(Exercise input)

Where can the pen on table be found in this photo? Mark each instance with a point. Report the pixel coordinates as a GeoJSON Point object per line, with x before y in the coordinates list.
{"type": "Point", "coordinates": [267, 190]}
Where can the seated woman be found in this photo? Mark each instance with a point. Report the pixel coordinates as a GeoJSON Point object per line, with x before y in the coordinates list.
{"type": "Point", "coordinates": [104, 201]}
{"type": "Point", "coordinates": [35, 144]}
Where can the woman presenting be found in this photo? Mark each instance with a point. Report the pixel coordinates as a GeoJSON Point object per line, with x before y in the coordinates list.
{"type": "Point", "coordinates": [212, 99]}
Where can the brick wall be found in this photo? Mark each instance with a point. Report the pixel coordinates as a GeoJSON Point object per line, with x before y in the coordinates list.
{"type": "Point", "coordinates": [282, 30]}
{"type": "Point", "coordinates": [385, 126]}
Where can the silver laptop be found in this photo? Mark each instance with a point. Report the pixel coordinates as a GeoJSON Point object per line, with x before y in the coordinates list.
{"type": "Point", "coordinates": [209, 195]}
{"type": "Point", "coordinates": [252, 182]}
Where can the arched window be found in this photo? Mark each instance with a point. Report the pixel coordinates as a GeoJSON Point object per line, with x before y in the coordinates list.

(End Exercise input)

**Task instructions**
Return the entries above word for word.

**Exercise response**
Where can the pen on table be found in this photo? Mark each instance with a point. Report the pixel coordinates as a GeoJSON Point object per line, with x before y in the coordinates list.
{"type": "Point", "coordinates": [267, 190]}
Where can the seated woman be found in this photo? Mark each instance with a point. Report the pixel coordinates as a GeoJSON Point object per line, with x before y in the coordinates list.
{"type": "Point", "coordinates": [104, 201]}
{"type": "Point", "coordinates": [35, 144]}
Where can the woman presenting be found in this photo? Mark each instance with a point. Report the pixel coordinates as a GeoJSON Point object per line, with x before y in the coordinates list.
{"type": "Point", "coordinates": [212, 99]}
Where can the brick wall be found in this photo? Mark each instance with a point. Report the pixel coordinates as a GeoJSON Point object per line, with x before y in the coordinates list.
{"type": "Point", "coordinates": [282, 30]}
{"type": "Point", "coordinates": [385, 126]}
Where can the silver laptop be found in this photo? Mark each instance with a point. Report the pixel coordinates as a GeoJSON Point object per line, with x before y in the coordinates list.
{"type": "Point", "coordinates": [209, 195]}
{"type": "Point", "coordinates": [252, 182]}
Where can the arched window be found in this photo? Mark each instance with a point. Report the pixel coordinates as a GeoJSON Point object per line, with x before y in the coordinates list.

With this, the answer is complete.